**JOBS**:
A - Answer the following from the discussion of adjacent swaps, one answer per line, marked (i), (ii), (iii):
(i) What minimal number of swaps is given for the input AAAABBBB?
(ii) What do the variables i and j cache?
(iii) As an array of indices of A, how would AAAABBBB be represented?
B - Translate this sentence from the discussion of adjacent swaps into French: "An optimal solution therefore only swaps differing letters."
C - From the discussion of adjacent swaps, extract the part from "swaps = 0, i" to "FindIndexOf(element, index)".

**PASSAGE PROVIDED**:
There are N characters in a string of types A and B in the array (same amount of each type). What is the minimal number of swaps to make sure that no two adjacent chars are same if we can only swap two adjacent characters ?
For example, input is:
AAAABBBB
The minimal number of swaps is 6 to make the array ABABABAB. But how would you solve it for any kind of input ? I can only think of O(N^2) solution. Maybe some kind of sort ?
If we need just to count swaps, then we can do it with O(N).
Let's assume for simplicity that array X of N elements should become ABAB... .
GetCount()
swaps = 0, i = -1, j = -1
for(k = 0; k < N; k++)
if(k % 2 == 0)
i = FindIndexOf(A, max(k, i))
X[k] <-> X[i]
swaps += i - k
else
j = FindIndexOf(B, max(k, j))
X[k] <-> X[j]
swaps += j - k
return swaps
FindIndexOf(element, index)
while(index < N)
if(X[index] == element) return index
index++
return -1; // should never happen if count of As == count of Bs
Basically, we run from left to right, and if a misplaced element is found, it gets exchanged with the correct element (e.g. abBbbbA** --> abAbbbB**) in O(1). At the same time swaps are counted as if the sequence of adjacent elements would be swapped instead. Variables i and j are used to cache indices of next A and B respectively, to make sure that all calls together of FindIndexOf are done in O(N).
If we need to sort by swaps then we cannot do better than O(N^2).
The rough idea is the following. Let's consider your sample: AAAABBBB. One of Bs needs O(N) swaps to get to the A B ... position, another B needs O(N) to get to A B A B ... position, etc. So we get O(N^2) at the end.
Observe that if any solution would swap two instances of the same letter, then we can find a better solution by dropping that swap, which necessarily has no effect. An optimal solution therefore only swaps differing letters.
Let's view the string of letters as an array of indices of one kind of letter (arbitrarily chosen, say A) into the string. So AAAABBBB would be represented as [0, 1, 2, 3] while ABABABAB would be [0, 2, 4, 6].
We know two instances of the same letter will never swap in an optimal solution. This lets us always safely identify the first (left-most) instance of A with the first element of our index array, the second instance with the second element, etc. It also tells us our array is always in sorted order at each step of an optimal solution.

**STORED DATA**:
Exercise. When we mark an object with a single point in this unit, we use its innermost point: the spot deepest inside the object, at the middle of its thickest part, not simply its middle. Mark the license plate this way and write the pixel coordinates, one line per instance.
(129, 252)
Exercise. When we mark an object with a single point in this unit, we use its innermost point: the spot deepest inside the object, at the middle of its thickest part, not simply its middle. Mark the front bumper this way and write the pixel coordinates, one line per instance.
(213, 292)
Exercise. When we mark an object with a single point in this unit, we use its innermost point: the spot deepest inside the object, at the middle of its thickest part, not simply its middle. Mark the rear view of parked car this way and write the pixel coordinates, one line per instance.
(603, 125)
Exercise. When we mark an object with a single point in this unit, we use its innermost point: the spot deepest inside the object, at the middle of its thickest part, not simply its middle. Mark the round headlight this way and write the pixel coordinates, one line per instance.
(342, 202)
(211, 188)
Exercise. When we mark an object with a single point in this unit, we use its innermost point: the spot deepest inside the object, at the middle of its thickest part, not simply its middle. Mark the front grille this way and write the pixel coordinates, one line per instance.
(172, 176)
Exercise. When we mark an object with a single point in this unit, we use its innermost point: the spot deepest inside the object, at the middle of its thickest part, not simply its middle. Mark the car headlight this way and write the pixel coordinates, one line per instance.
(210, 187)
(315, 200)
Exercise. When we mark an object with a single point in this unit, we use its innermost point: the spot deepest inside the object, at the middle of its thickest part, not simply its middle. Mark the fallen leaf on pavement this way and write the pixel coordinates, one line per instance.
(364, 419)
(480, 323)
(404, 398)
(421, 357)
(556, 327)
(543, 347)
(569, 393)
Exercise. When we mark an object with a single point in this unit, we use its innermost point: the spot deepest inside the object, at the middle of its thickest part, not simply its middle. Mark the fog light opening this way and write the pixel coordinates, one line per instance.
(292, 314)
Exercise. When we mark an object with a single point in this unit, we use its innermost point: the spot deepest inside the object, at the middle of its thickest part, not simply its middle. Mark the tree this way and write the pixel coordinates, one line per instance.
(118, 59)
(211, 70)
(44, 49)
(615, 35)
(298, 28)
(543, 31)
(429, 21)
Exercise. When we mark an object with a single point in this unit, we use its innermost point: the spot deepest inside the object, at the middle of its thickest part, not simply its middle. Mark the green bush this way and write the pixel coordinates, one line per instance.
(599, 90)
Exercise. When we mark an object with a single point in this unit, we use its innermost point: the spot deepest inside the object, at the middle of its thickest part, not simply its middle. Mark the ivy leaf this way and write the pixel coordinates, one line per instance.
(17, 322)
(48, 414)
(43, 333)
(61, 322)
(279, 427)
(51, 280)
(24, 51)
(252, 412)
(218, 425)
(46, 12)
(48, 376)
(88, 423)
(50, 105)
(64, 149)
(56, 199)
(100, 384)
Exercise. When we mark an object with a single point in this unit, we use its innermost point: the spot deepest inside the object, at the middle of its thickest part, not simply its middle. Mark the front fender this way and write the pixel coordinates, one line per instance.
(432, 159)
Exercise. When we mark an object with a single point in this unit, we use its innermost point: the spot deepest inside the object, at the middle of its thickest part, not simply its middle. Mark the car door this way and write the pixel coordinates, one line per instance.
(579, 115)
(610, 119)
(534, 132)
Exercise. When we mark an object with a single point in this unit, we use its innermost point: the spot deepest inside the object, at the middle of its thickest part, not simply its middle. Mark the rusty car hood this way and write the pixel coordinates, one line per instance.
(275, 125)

**SOLUTIONS TO THE EXERCISE**:
A -
(i) 6
(ii) The indices of the next A and the next B, respectively
(iii) [0, 1, 2, 3]

B - Une solution optimale n'échange donc que des lettres différentes.

C -
swaps = 0, i = -1, j = -1
for(k = 0; k < N; k++)
if(k % 2 == 0)
i = FindIndexOf(A, max(k, i))
X[k] <-> X[i]
swaps += i - k
else
j = FindIndexOf(B, max(k, j))
X[k] <-> X[j]
swaps += j - k
return swaps
FindIndexOf(element, index)